— START OF Extracted information —
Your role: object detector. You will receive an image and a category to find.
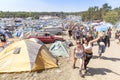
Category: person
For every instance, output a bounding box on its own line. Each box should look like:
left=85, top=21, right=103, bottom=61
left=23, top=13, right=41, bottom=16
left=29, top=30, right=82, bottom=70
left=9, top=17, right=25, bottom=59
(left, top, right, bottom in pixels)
left=75, top=27, right=81, bottom=41
left=73, top=41, right=84, bottom=77
left=107, top=29, right=112, bottom=38
left=0, top=33, right=6, bottom=48
left=68, top=29, right=72, bottom=39
left=83, top=37, right=99, bottom=72
left=98, top=31, right=110, bottom=58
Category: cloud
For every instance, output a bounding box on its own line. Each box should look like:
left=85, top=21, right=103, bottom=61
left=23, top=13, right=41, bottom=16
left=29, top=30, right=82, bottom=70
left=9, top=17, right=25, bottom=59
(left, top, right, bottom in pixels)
left=106, top=0, right=120, bottom=8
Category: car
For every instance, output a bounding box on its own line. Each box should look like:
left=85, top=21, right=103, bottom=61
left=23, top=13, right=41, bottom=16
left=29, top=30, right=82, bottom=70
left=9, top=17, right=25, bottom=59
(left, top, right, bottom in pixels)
— END OF Extracted information —
> Task to complete: Turn the records above, from their start through the line containing "left=98, top=31, right=110, bottom=58" (inclusive), into a two-column CSV with the columns "request" and "answer". Make one row for each request, with its text and its answer each in a single quoted field, replace line breaks with spaces, and leave the pictures out.

> Result of the exercise:
request,answer
"Your role: object detector. You will receive an image and a category to find. Category: person For every instance, output a bounding box on its own line. Each box should look like: left=85, top=21, right=103, bottom=61 left=23, top=13, right=41, bottom=16 left=29, top=30, right=82, bottom=70 left=9, top=17, right=25, bottom=59 (left, top, right, bottom in pixels)","left=75, top=27, right=81, bottom=41 left=73, top=41, right=84, bottom=77 left=107, top=29, right=112, bottom=38 left=0, top=33, right=6, bottom=48 left=68, top=29, right=72, bottom=39 left=83, top=37, right=99, bottom=72 left=98, top=31, right=110, bottom=58"